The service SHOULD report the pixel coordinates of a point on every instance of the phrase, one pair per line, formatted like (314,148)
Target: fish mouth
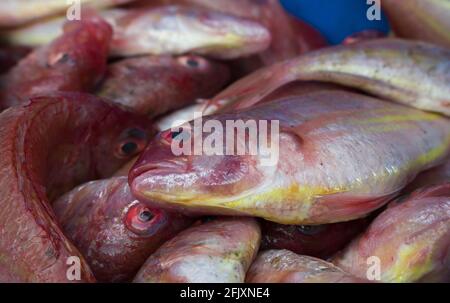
(161,168)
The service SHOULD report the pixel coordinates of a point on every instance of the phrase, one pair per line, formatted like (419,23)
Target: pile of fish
(91,189)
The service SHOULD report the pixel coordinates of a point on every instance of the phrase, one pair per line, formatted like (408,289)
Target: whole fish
(290,36)
(338,157)
(10,56)
(76,61)
(420,20)
(320,241)
(115,232)
(18,12)
(284,266)
(50,145)
(408,72)
(218,251)
(410,238)
(154,85)
(167,30)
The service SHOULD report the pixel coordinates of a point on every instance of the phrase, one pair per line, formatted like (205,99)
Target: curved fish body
(154,85)
(80,135)
(76,61)
(411,240)
(19,12)
(219,251)
(434,176)
(420,20)
(320,241)
(10,56)
(409,72)
(115,232)
(336,157)
(284,266)
(167,30)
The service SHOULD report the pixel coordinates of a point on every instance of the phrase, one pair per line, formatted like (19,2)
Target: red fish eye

···

> [INSTRUCTIONS FOR THE TASK]: Return only the number of lines above that include the word "instance".

> [FINISHED EXERCISE]: 5